Extracted text Block Start

The choice of radioisotope thermoelectric generators was not made lightly. Other options (including solar power) were considered but it turns out that in the cold, dark, radiation-rich environment of Saturn, radioisotope thermoelectric, generators were the only available option. Some critics, who have never had to design a spacecraft or its electrical power system, have charged that NASA could have used solar power. In fact, NASA looked at a solar array design, but the solar option was too heavy to launch. Saturn is so far from the Sun that it receives only about one percent of the sunlight Earth gets. This means that if a spacecraft needs one kilowatt of power at Saturn, it must have an array that will produce at least 100 kilowatts at Earth. Moreover, the intense cold and the radiation belts around Saturn would seriously damage, if not totally disable, a solar array.
Splitting Cassini into "smaller missions" would cancel many of the scientific benefits of a global observer like Cassini-- analogous to watching a concert without being able to hear the music. If each of these "smaller missions" were flown, they would still require the large amount of propellant to slow them down at Saturn (making them relatively large spacecraft). They would still require enough power from RTGs to take care, of the scientific instruments, the basic "housekeeping" activities of the spacecraft, and send the data back from distant Saturn. (In general, it takes more power and larger antennas the farther the craft goes from Earth.) So a series of "smaller missions" would probably end up involving at least as much plutonium-238 as Cassini -- and certainly more launches!

Extracted text Block End

Problem to work on: From the Cassini power text above, write out word for word the part that opens with the words "Splitting Cassini into" and closes with "certainly more launches!".

Available data Block Start

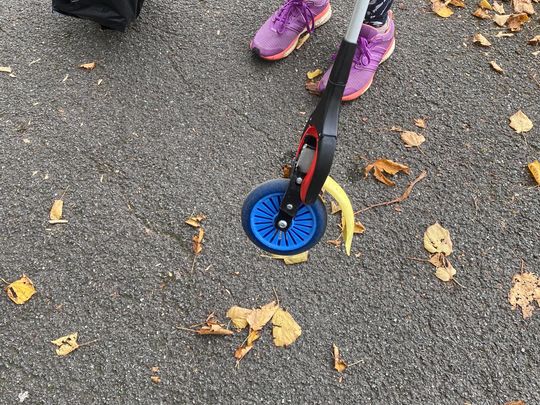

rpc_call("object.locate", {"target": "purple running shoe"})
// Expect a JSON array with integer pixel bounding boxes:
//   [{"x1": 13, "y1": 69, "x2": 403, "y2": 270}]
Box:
[{"x1": 250, "y1": 0, "x2": 332, "y2": 60}]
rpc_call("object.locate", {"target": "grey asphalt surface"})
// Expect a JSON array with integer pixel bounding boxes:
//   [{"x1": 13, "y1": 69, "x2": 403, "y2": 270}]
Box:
[{"x1": 0, "y1": 0, "x2": 540, "y2": 405}]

Available data Block End

Worked solution:
Splitting Cassini into "smaller missions" would cancel many of the scientific benefits of a global observer like Cassini-- analogous to watching a concert without being able to hear the music. If each of these "smaller missions" were flown, they would still require the large amount of propellant to slow them down at Saturn (making them relatively large spacecraft). They would still require enough power from RTGs to take care, of the scientific instruments, the basic "housekeeping" activities of the spacecraft, and send the data back from distant Saturn. (In general, it takes more power and larger antennas the farther the craft goes from Earth.) So a series of "smaller missions" would probably end up involving at least as much plutonium-238 as Cassini -- and certainly more launches!